-- Page text follows --

It is curious to see how the rhetoric and political narrative change with each passing year — especially during a pandemic.

After being lauded and internationally recognized for their tireless work during the first year of the COVID-19 pandemic, just last week, New York’s new mayor, Eric Adams, called essential workers “unskilled” to sit in the corner office.

According to the Business Insider, on his second day as mayor of New York City, Eric Adams appealed to office-based businesses: He pushed for companies to demand their office workers return to offices sooner than a proposed April timeline.

“You are part of the ecosystem of this city,” he said. “My low-skill workers — my cooks, my dishwashers, my messengers, my shoeshine people, those that work in Dunkin’ Donuts — they don’t have the academic skills to sit in the corner office. They need this.”

Adams’ misrepresentation of a vast portion of the labor force — called “essential” during the pandemic — drew the ire and retaliation of millions on social media.

The new mayor of New York was disqualifying 80% of the American workforce, according to figures from the US Bureau of Labor Statistics.

With Hispanics driving labor force growth in the U.S., this implies that a large percentage of the community is also on the front lines of the new wave of COVID-19 cases.

And public officials, fearing a new pandemic-related economic shutdown, are insisting that essential workers return to the workplace “to keep society running smoothly,” as Dr. Anthony Fauci, the White House’s top COVID-19 advisor, told CNN on Dec. 27.

These strategies to address the pandemic imply that a large portion of Latino essential workers faces increased health risks during the pandemic.

-- Page text concluded --
-- Record set follows --

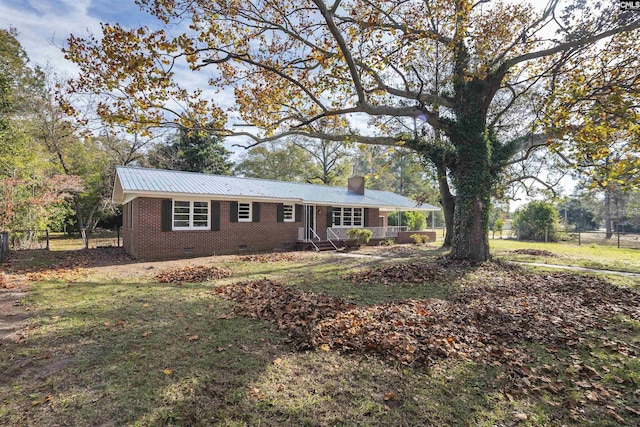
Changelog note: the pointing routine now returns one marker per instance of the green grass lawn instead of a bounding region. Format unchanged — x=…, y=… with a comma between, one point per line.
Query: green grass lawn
x=108, y=348
x=590, y=256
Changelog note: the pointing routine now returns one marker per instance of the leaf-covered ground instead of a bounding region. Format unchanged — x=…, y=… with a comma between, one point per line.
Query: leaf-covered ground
x=99, y=339
x=494, y=323
x=195, y=274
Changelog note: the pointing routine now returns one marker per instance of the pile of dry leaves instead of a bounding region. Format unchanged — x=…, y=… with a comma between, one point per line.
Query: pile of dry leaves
x=534, y=252
x=194, y=274
x=488, y=321
x=296, y=311
x=274, y=257
x=399, y=273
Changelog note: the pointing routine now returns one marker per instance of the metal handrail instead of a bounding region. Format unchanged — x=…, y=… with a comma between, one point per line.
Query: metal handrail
x=314, y=233
x=329, y=230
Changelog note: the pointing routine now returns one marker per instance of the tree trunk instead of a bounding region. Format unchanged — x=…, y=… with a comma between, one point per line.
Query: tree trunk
x=471, y=231
x=607, y=213
x=448, y=203
x=473, y=181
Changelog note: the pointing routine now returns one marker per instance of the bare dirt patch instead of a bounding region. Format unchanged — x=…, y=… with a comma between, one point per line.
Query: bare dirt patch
x=535, y=252
x=13, y=313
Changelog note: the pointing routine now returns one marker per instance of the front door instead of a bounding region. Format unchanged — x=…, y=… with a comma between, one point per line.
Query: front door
x=309, y=221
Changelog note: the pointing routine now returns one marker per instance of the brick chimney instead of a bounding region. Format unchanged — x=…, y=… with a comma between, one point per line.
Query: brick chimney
x=356, y=185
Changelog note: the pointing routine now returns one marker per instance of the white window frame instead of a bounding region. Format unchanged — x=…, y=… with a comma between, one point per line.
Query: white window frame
x=351, y=218
x=288, y=213
x=191, y=214
x=250, y=212
x=130, y=215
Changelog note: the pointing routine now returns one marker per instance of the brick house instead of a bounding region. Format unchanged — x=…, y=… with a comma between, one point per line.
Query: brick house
x=172, y=214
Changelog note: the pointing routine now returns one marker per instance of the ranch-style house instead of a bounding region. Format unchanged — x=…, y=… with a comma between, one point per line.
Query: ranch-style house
x=173, y=214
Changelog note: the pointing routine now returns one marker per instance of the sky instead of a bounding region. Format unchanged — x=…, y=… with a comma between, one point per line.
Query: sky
x=44, y=25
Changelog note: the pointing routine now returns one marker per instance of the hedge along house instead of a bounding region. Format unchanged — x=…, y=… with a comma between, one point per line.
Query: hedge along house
x=172, y=214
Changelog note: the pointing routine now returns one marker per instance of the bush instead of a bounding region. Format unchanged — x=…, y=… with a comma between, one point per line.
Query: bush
x=387, y=242
x=419, y=238
x=413, y=220
x=358, y=236
x=536, y=221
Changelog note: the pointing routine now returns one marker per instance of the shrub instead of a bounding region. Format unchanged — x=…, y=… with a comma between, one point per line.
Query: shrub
x=358, y=237
x=536, y=221
x=419, y=238
x=387, y=242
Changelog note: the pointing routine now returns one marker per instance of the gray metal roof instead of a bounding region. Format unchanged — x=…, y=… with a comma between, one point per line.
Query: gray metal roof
x=136, y=181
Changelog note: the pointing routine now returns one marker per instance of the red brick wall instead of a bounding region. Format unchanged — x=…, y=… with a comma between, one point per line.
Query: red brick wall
x=129, y=233
x=147, y=241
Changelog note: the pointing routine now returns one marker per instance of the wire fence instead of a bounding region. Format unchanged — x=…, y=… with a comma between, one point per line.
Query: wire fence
x=4, y=245
x=17, y=240
x=578, y=238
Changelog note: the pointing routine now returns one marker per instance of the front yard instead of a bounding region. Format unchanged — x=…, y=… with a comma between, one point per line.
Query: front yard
x=401, y=337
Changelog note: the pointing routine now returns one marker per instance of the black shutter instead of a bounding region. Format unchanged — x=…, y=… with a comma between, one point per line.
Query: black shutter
x=280, y=213
x=215, y=215
x=255, y=217
x=233, y=208
x=167, y=206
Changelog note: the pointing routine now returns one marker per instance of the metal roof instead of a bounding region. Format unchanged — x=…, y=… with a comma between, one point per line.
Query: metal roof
x=134, y=182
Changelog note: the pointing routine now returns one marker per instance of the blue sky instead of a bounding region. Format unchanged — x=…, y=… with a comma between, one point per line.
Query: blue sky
x=44, y=25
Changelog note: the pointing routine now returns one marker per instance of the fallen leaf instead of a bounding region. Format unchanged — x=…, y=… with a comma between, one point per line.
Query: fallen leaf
x=390, y=395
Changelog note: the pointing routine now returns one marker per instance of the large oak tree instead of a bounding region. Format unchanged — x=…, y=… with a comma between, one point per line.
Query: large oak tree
x=294, y=63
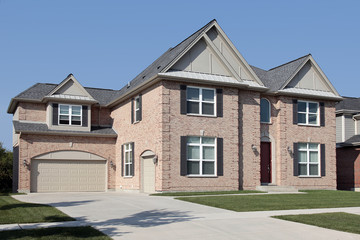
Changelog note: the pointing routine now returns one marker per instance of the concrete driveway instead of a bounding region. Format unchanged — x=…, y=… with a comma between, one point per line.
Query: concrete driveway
x=139, y=216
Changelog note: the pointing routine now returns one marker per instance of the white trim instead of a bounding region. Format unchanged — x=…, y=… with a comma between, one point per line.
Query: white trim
x=70, y=115
x=201, y=160
x=200, y=101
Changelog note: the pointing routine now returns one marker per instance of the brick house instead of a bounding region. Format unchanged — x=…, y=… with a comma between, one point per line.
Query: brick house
x=348, y=144
x=198, y=118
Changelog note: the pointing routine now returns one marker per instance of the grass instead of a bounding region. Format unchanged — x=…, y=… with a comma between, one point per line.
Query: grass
x=340, y=221
x=55, y=234
x=204, y=193
x=313, y=199
x=14, y=211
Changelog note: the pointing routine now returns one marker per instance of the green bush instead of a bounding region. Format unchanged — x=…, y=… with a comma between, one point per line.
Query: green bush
x=6, y=158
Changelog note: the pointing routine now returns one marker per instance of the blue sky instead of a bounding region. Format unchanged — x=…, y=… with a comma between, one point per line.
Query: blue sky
x=107, y=43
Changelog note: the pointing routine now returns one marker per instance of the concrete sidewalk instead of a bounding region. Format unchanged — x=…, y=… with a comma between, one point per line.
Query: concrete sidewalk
x=138, y=216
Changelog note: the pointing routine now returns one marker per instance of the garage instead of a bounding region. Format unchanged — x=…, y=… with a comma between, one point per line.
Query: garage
x=68, y=171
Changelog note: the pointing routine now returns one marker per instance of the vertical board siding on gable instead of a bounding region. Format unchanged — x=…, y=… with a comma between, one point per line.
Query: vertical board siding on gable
x=349, y=127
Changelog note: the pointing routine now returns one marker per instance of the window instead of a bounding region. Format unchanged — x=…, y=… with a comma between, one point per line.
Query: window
x=309, y=159
x=200, y=101
x=128, y=160
x=308, y=113
x=70, y=115
x=265, y=110
x=201, y=154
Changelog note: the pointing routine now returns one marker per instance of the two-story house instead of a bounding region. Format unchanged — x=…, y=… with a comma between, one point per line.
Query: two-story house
x=348, y=143
x=198, y=118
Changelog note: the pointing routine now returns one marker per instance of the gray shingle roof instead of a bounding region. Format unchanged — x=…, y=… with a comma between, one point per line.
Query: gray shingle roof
x=43, y=128
x=274, y=78
x=349, y=103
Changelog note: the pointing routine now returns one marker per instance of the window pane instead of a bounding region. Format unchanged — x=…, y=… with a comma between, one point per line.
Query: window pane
x=208, y=108
x=64, y=109
x=314, y=157
x=208, y=95
x=193, y=152
x=312, y=118
x=192, y=93
x=208, y=167
x=313, y=146
x=314, y=169
x=301, y=118
x=302, y=169
x=302, y=145
x=264, y=110
x=193, y=139
x=207, y=140
x=193, y=167
x=302, y=157
x=76, y=110
x=193, y=107
x=313, y=107
x=301, y=106
x=208, y=153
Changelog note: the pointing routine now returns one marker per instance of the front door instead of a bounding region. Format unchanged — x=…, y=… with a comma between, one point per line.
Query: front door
x=265, y=158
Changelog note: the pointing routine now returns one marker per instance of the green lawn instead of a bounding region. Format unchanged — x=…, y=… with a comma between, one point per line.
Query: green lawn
x=313, y=199
x=204, y=193
x=58, y=233
x=14, y=211
x=340, y=221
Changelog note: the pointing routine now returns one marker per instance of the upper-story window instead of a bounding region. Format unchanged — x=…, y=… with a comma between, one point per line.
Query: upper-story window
x=200, y=101
x=265, y=110
x=70, y=114
x=308, y=113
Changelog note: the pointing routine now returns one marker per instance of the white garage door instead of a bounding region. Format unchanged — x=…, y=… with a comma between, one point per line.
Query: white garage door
x=68, y=175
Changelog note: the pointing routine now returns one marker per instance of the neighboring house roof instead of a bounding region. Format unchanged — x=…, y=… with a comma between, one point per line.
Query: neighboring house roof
x=349, y=103
x=275, y=78
x=42, y=128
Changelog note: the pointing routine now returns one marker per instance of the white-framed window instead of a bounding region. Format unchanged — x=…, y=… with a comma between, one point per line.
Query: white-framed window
x=201, y=101
x=265, y=110
x=201, y=152
x=128, y=161
x=70, y=115
x=309, y=159
x=137, y=109
x=308, y=113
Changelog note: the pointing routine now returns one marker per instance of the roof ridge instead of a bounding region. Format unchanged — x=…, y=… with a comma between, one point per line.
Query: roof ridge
x=289, y=62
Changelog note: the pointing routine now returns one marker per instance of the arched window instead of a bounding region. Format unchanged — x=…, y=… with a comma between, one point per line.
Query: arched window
x=265, y=111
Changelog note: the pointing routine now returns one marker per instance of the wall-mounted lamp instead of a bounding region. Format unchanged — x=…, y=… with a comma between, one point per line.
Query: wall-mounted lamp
x=155, y=160
x=253, y=147
x=289, y=150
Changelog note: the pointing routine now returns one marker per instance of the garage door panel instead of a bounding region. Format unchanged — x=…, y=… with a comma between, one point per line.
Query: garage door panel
x=68, y=175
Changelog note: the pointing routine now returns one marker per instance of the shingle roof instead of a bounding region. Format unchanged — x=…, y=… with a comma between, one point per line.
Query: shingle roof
x=43, y=128
x=349, y=103
x=274, y=78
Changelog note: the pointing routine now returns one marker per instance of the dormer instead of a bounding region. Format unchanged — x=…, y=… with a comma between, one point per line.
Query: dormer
x=69, y=106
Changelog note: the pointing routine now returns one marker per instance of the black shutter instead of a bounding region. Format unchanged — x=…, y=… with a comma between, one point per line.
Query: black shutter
x=140, y=107
x=296, y=161
x=219, y=102
x=322, y=114
x=132, y=172
x=183, y=157
x=122, y=160
x=220, y=157
x=55, y=113
x=183, y=107
x=132, y=111
x=295, y=120
x=322, y=156
x=84, y=116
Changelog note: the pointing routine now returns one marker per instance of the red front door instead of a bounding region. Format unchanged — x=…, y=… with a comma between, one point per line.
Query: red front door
x=265, y=158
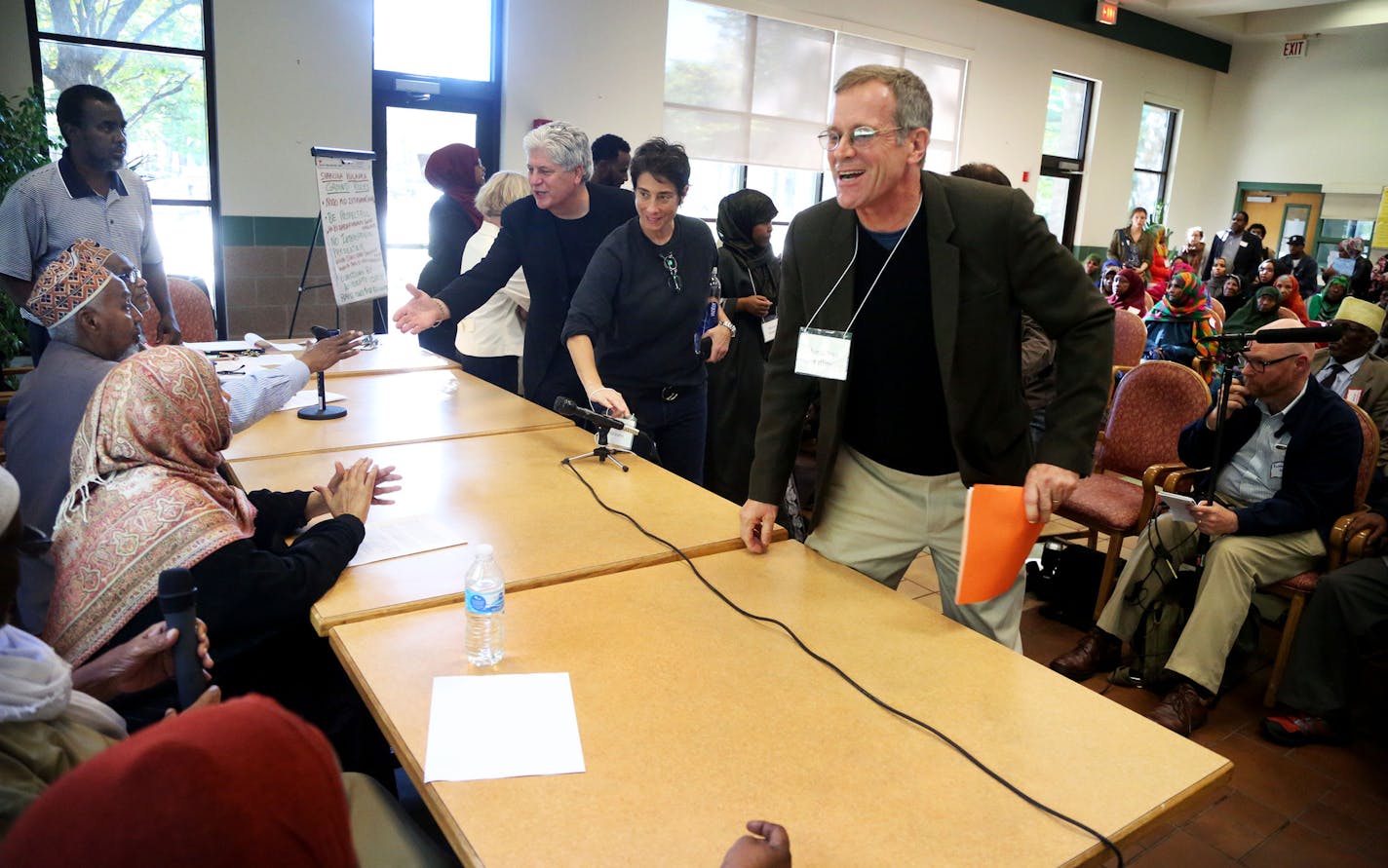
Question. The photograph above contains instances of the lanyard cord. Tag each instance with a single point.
(893, 252)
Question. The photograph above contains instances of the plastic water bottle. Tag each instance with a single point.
(486, 609)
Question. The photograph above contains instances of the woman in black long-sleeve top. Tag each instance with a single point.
(457, 170)
(750, 278)
(147, 497)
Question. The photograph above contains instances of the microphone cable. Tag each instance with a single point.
(848, 680)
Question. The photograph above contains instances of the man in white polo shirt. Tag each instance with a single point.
(85, 194)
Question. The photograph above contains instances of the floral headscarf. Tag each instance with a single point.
(144, 495)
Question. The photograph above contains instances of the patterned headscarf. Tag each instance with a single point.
(1185, 301)
(144, 495)
(69, 282)
(1292, 301)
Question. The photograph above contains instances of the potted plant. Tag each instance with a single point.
(23, 147)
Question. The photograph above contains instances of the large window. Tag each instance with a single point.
(432, 86)
(1152, 167)
(1062, 154)
(729, 98)
(154, 57)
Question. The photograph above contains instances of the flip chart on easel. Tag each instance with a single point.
(351, 238)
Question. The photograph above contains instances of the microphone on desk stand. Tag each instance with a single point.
(323, 411)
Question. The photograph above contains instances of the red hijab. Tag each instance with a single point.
(144, 495)
(454, 170)
(1132, 297)
(239, 783)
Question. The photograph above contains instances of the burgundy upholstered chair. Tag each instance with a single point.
(1151, 405)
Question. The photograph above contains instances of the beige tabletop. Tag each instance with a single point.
(511, 491)
(694, 720)
(397, 409)
(395, 353)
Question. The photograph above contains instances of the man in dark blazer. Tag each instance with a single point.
(939, 272)
(1349, 369)
(1241, 249)
(552, 235)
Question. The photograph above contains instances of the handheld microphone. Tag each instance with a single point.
(566, 406)
(1290, 336)
(177, 602)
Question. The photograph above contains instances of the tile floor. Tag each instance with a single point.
(1308, 808)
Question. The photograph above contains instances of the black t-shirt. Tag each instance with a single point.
(643, 326)
(897, 412)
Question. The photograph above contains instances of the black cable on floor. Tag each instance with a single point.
(790, 632)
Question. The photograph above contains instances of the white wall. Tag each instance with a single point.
(618, 88)
(16, 72)
(1305, 121)
(289, 76)
(297, 74)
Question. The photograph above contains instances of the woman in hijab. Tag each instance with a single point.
(1290, 294)
(1325, 305)
(1130, 291)
(457, 170)
(144, 468)
(1256, 314)
(750, 276)
(241, 783)
(1178, 329)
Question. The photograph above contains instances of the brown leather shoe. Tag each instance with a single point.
(1097, 652)
(1182, 710)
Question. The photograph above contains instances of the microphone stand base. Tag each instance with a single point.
(323, 412)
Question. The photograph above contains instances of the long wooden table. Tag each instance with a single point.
(694, 720)
(395, 353)
(397, 409)
(511, 491)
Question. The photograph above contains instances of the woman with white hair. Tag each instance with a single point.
(491, 337)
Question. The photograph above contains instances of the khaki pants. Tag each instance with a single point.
(876, 520)
(1233, 569)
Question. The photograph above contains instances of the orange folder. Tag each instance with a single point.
(997, 540)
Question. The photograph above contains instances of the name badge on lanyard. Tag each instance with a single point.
(824, 354)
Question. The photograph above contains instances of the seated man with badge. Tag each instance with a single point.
(1349, 369)
(1287, 465)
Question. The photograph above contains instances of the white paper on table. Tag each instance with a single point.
(390, 536)
(310, 398)
(484, 727)
(246, 363)
(221, 346)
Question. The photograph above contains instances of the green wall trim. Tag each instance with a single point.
(267, 232)
(1267, 187)
(1132, 29)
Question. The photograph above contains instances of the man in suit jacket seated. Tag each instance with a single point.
(916, 284)
(1346, 615)
(1287, 462)
(552, 235)
(1351, 370)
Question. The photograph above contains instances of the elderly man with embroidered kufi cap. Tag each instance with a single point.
(1349, 369)
(91, 317)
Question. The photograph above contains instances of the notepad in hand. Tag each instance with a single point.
(997, 540)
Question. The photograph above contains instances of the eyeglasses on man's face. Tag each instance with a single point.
(860, 137)
(1257, 365)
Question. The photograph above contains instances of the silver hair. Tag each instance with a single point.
(563, 143)
(500, 190)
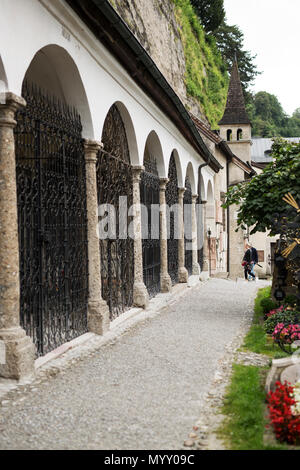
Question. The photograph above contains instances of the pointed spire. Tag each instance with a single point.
(235, 112)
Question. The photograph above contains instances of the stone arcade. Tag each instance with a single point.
(86, 117)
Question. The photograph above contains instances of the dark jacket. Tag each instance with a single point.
(251, 255)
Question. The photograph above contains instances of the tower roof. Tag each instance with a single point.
(235, 111)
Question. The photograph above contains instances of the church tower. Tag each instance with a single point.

-- Record set concluded --

• **Task to carry out**
In the article about Eric Adams' remarks on essential workers, list each group of workers he names as his "low-skill workers." The records are separate material and have no connection to the article.

• **Response area**
- Cooks
- Dishwashers
- Messengers
- Shoeshine people
- Those that work in Dunkin' Donuts